Position annotation data:
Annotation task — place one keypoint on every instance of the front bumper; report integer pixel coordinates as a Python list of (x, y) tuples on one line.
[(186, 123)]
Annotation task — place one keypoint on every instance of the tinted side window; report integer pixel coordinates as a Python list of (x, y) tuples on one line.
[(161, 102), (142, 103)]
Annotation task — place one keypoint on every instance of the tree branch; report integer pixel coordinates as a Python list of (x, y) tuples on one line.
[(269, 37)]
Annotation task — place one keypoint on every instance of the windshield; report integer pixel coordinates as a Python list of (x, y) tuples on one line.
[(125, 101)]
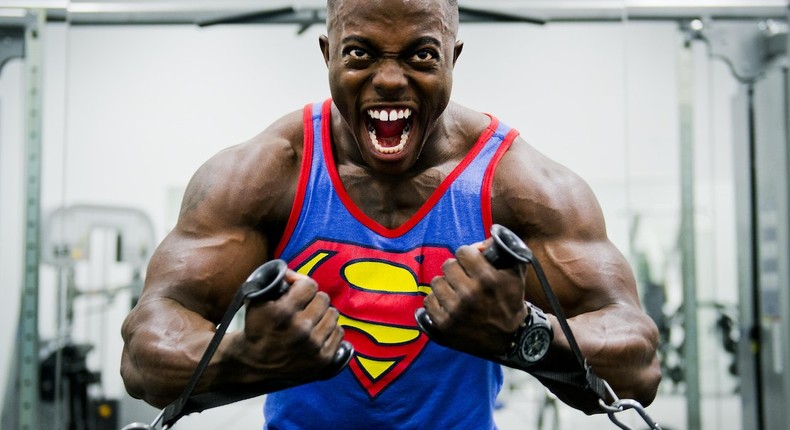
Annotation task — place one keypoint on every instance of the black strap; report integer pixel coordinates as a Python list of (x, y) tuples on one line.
[(585, 377), (186, 403)]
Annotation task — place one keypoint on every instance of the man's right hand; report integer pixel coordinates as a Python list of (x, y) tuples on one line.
[(292, 339)]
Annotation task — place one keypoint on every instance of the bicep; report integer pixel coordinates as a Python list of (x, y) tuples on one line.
[(201, 272)]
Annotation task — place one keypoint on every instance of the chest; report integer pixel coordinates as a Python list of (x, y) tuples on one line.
[(388, 201)]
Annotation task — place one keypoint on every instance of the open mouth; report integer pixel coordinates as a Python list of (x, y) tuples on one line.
[(389, 129)]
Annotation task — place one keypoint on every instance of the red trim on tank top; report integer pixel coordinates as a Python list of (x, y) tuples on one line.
[(301, 185), (488, 180), (424, 209)]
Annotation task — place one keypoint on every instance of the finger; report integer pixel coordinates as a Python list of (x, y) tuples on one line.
[(436, 302), (301, 293), (316, 309)]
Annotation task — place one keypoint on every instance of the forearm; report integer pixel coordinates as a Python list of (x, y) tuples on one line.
[(619, 343)]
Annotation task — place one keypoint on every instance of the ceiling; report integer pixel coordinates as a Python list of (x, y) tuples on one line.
[(306, 12)]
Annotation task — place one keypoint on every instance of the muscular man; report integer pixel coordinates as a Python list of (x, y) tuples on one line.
[(380, 200)]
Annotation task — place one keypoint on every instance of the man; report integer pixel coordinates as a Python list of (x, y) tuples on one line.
[(380, 201)]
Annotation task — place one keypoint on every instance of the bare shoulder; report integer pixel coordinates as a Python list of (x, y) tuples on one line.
[(543, 197), (251, 183)]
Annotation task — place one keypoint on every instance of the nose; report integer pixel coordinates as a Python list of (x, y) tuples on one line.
[(390, 78)]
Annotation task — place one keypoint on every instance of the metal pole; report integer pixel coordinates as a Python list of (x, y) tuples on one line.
[(28, 317), (687, 239)]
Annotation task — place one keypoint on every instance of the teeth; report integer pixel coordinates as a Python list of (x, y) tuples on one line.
[(392, 115), (404, 137)]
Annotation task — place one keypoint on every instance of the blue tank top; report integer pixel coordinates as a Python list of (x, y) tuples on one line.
[(376, 278)]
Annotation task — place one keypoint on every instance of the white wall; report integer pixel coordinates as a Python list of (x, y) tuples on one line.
[(145, 106)]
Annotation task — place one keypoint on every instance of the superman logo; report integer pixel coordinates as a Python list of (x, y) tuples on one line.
[(376, 293)]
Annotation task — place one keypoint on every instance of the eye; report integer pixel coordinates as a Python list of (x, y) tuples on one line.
[(425, 55), (356, 53)]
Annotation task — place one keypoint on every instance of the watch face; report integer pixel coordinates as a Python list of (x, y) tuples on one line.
[(535, 344)]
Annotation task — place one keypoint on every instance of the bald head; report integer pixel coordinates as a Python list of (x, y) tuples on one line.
[(334, 6)]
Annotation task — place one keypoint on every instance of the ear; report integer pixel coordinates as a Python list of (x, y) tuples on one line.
[(459, 46), (323, 41)]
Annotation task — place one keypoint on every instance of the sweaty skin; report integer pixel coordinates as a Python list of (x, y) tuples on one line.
[(382, 56)]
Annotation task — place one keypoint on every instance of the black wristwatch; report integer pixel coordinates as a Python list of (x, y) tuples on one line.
[(532, 339)]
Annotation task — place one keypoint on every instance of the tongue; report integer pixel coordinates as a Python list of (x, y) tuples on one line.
[(385, 129)]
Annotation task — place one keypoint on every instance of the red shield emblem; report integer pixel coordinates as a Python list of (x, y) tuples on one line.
[(376, 293)]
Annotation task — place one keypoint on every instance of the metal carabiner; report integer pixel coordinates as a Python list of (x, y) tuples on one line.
[(621, 405), (144, 426)]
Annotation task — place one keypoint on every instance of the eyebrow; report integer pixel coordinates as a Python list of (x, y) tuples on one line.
[(424, 40)]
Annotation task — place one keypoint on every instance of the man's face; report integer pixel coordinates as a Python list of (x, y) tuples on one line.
[(390, 73)]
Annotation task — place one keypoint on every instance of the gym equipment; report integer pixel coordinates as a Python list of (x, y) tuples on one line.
[(507, 251), (265, 283)]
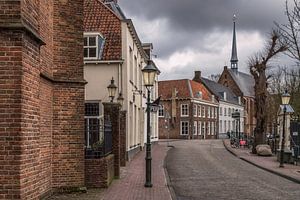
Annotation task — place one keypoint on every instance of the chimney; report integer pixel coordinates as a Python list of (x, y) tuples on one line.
[(225, 96), (197, 76)]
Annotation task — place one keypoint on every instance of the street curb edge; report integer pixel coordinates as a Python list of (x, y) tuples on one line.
[(261, 167), (171, 189)]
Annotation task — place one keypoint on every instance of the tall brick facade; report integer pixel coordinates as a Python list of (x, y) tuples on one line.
[(41, 97)]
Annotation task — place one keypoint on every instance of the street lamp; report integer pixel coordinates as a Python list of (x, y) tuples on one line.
[(112, 88), (120, 99), (149, 73), (285, 98)]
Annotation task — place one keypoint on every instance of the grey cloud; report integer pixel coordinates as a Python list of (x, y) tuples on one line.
[(190, 22), (194, 15)]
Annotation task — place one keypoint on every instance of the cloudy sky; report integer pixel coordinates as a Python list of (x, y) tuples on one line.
[(193, 35)]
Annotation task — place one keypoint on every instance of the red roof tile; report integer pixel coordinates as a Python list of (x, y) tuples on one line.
[(165, 88), (183, 87), (99, 18), (199, 87)]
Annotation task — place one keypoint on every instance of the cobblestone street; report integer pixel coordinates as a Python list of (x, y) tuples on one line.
[(205, 170)]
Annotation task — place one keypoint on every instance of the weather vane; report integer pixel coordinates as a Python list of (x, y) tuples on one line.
[(234, 17)]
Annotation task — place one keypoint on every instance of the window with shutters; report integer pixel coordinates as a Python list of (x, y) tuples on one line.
[(93, 46), (184, 128), (93, 123)]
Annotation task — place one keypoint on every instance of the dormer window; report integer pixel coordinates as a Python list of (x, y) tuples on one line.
[(199, 94), (93, 46)]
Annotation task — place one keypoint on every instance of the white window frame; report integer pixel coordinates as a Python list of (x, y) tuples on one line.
[(195, 110), (216, 112), (181, 126), (203, 128), (208, 128), (96, 35), (195, 128), (186, 113), (101, 121)]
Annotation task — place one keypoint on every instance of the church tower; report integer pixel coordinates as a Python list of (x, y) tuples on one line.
[(234, 59)]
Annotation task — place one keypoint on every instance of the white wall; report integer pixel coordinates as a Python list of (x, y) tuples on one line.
[(98, 77), (230, 122)]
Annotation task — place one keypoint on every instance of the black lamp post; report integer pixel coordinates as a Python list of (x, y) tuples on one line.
[(285, 98), (112, 88), (149, 73), (120, 99)]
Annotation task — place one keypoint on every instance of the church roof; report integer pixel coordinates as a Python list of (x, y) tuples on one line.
[(219, 89), (244, 81)]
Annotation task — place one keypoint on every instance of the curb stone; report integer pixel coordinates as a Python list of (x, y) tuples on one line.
[(295, 180), (171, 189)]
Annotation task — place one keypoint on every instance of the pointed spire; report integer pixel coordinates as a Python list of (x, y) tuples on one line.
[(234, 59)]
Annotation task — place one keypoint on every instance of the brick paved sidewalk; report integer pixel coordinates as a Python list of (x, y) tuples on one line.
[(291, 172), (131, 184)]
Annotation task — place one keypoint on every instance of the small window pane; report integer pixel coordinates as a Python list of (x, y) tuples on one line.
[(85, 54), (92, 41), (92, 52), (91, 109), (85, 41)]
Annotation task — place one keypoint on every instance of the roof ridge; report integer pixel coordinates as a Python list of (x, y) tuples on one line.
[(100, 1), (175, 80)]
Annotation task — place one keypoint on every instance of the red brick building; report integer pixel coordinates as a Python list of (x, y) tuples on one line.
[(242, 85), (41, 97), (188, 110)]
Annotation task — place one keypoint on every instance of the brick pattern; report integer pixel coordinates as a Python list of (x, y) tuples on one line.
[(228, 81), (99, 18), (41, 120), (112, 112), (10, 12), (10, 113), (68, 95), (173, 130), (184, 96), (99, 173), (123, 118), (30, 14), (249, 121), (68, 40)]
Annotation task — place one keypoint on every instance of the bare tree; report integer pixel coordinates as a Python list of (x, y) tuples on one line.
[(290, 32), (258, 65), (214, 77)]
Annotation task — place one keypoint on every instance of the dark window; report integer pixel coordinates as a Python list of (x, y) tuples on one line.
[(93, 124), (93, 46)]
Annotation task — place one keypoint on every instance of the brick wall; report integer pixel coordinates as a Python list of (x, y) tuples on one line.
[(99, 173), (10, 113), (41, 97), (173, 130), (228, 81), (123, 118), (10, 12), (68, 94), (112, 112)]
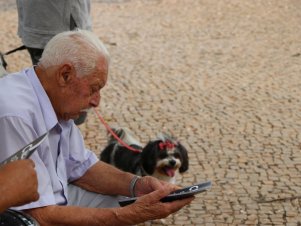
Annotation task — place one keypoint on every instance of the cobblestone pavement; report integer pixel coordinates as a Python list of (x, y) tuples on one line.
[(221, 75)]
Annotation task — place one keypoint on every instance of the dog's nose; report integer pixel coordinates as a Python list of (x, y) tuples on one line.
[(172, 162)]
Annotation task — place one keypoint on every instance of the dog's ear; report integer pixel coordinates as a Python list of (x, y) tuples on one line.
[(149, 157), (184, 158)]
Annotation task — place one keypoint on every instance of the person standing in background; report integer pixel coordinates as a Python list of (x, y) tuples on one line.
[(40, 20)]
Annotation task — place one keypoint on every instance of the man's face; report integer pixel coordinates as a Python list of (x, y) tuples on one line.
[(82, 93)]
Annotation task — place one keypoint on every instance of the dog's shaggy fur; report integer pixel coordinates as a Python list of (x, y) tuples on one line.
[(3, 65), (162, 158)]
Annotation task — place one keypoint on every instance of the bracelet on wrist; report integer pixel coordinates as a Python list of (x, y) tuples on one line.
[(133, 184)]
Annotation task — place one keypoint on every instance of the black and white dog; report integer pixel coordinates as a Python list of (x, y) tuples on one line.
[(162, 158)]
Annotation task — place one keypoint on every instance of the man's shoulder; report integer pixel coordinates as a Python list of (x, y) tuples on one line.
[(16, 93)]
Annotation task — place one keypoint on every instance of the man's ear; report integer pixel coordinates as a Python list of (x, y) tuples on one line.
[(66, 73)]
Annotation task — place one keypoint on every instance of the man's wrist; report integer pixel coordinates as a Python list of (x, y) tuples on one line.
[(133, 185)]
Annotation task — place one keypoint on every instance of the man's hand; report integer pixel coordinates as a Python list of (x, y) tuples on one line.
[(148, 184), (19, 183), (149, 206)]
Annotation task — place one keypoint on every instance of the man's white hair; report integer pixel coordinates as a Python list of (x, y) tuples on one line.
[(81, 48)]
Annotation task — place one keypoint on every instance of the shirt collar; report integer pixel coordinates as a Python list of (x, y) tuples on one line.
[(45, 104)]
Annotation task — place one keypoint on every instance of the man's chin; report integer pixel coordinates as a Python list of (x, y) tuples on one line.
[(81, 118)]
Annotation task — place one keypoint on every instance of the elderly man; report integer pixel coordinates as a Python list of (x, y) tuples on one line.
[(74, 187)]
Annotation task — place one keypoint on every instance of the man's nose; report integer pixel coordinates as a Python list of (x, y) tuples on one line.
[(95, 99)]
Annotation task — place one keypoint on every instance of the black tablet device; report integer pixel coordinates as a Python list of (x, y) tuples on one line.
[(178, 194)]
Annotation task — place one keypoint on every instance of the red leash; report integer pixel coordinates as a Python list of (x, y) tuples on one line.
[(114, 134)]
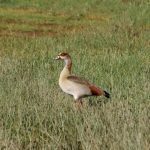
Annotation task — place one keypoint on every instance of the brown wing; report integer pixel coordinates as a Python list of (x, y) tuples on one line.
[(78, 80), (94, 90)]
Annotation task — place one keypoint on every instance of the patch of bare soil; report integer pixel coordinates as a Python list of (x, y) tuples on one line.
[(38, 29)]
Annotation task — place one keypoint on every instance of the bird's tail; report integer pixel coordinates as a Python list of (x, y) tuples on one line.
[(106, 94)]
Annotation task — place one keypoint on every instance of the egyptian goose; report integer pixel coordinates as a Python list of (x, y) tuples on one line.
[(76, 86)]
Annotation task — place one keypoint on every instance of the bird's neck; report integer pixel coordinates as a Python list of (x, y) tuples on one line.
[(67, 68)]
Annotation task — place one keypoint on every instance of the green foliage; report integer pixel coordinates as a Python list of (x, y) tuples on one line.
[(109, 44)]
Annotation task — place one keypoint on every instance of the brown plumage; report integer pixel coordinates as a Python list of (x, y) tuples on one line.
[(76, 86)]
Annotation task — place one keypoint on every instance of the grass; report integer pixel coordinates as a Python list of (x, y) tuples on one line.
[(111, 37)]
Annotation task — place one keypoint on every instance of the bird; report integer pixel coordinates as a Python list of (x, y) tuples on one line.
[(74, 85)]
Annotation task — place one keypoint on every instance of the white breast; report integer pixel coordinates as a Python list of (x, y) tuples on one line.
[(75, 89)]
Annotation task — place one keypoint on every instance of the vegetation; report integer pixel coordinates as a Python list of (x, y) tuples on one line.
[(109, 42)]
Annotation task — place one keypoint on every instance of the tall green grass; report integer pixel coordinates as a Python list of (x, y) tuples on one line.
[(115, 55)]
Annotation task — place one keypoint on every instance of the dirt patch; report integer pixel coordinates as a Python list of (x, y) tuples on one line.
[(44, 29)]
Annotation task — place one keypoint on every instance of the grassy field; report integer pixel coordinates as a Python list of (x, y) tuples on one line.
[(109, 41)]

__What the exercise asks__
Reproduce the lines starting with the line that contains "of the forearm;" and going on through the line that contains "[(380, 201)]", swapping "ceiling" for "floor" and keeping everything else unchanged.

__Solution for this problem__
Annotation task — place one keypoint on every instance of the forearm; report integer pixel coordinates as a Python list of (x, y) tuples on one line.
[(619, 343)]
Annotation task — place one keypoint on every instance of the floor; report integer pixel coordinates as a Python list of (x, y) tuples on one line.
[(306, 12)]
Annotation task — place one keypoint on every instance of the muscular man; report integer pixel coordinates as a Python list of (x, y) tuples on one line.
[(380, 200)]
Annotation task — place one keypoint on every instance of the man; report integer pixel coordinates as a Python list of (x, y) tuples on one line.
[(380, 201)]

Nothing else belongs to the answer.